═════ Text provided ═════

Verastem Oncology (NASDAQ: VSTM) is starting to turn heads. This small biotech company just got something pretty big a priority review from the FDA.
That means the agency is moving quickly to look at Verastem’s new cancer drug combo called avutometinib and defactinib. It’s made to help treat a tough type of ovarian cancer called KRAS-mutant.
If things go well, this could hit the U.S. market by the middle of this year.
And that’s not all. The company is also working on another drug called VS-7375. It’s meant to treat some serious cancers like pancreatic and lung cancer. Both are in trials now, and results so far look promising.
Cash Out, Cure In
Let’s talk about money for a second. At the end of last year, Verastem had $88.8 million in cash. Then they did some refinancing and raised more money through equity, and now they’re sitting on $151.3 million.
That’s a good chunk of change for a small company.

═════ Data for review ═════

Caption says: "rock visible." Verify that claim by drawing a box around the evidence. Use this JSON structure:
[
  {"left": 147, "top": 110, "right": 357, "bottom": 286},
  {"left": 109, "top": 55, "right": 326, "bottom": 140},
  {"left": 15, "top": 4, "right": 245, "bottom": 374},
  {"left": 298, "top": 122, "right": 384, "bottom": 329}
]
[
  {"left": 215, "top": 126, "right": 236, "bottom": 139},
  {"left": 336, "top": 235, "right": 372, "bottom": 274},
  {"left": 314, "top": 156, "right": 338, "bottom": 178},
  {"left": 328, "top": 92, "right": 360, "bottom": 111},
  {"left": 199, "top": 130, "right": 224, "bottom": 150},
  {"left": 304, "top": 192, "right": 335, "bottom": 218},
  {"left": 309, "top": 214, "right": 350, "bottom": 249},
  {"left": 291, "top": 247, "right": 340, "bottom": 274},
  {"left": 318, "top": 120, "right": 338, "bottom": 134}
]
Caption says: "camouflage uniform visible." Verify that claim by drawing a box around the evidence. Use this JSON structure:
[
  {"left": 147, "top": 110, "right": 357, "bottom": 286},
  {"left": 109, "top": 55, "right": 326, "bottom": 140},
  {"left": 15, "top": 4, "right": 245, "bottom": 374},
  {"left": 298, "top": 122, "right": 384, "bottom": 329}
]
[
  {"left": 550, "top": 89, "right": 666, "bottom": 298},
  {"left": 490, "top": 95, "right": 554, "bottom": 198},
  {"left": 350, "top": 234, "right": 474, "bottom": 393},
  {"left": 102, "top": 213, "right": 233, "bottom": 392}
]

═════
═════ Data for review ═════

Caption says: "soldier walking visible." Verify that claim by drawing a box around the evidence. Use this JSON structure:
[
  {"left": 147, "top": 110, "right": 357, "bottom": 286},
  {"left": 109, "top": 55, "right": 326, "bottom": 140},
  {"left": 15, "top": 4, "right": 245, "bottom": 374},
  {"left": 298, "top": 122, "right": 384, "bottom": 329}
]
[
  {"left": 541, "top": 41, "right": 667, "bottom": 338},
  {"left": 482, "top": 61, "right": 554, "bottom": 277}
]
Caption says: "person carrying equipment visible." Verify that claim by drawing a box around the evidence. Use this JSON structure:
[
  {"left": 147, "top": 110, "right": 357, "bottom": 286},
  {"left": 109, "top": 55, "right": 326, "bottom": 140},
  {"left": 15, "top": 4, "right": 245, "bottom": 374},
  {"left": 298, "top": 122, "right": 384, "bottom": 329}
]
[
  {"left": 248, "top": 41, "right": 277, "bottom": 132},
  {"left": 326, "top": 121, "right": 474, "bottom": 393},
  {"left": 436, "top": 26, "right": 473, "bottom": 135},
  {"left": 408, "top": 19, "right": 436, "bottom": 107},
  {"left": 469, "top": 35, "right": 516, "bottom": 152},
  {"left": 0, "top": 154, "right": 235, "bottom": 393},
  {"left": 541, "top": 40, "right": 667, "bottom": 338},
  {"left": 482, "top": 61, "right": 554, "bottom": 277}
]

═════
═════ Data for review ═════

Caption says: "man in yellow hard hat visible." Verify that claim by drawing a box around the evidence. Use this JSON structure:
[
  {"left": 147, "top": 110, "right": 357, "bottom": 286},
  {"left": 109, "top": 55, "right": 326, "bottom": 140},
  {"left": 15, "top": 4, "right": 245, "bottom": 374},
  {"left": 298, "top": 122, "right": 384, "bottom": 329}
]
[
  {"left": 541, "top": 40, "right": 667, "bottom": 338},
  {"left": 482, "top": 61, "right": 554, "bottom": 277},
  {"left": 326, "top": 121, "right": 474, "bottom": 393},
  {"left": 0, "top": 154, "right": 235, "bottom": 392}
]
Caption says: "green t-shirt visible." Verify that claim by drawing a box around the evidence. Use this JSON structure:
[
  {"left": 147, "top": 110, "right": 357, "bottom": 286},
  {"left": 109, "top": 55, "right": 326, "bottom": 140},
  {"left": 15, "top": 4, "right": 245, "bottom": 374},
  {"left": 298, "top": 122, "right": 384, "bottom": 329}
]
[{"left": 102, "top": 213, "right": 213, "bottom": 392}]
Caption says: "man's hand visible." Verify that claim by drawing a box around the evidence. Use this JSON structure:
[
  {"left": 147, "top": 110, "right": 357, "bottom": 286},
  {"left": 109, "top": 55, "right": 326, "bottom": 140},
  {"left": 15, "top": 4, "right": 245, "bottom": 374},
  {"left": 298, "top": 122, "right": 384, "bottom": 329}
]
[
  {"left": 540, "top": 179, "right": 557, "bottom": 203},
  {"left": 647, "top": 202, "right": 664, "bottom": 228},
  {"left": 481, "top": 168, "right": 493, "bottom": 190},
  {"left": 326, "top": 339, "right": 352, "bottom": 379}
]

═════

[Task brief] Extend the Verastem Oncology article above, starting right after its last sentence.

[Response area]
Of course, they’re also spending a lot. Their total expenses last year were $125 million. Most of that went into research and trials. The company reported a net loss of $130.6 million.
But that’s not shocking. Small biotechs usually lose money while building new treatments.
Fueling The Team
Verastem is also hiring. They just brought in 15 new employees and gave out stock options and restricted stock units. One new person got over 80,000 RSUs, with some tied to hitting future sales goals.
That shows Verastem is planning for growth and getting ready to scale up.
So, is Verastem about to take off?
Maybe. If the FDA gives the green light and clinical trial results keep looking good, this could be a big year for them.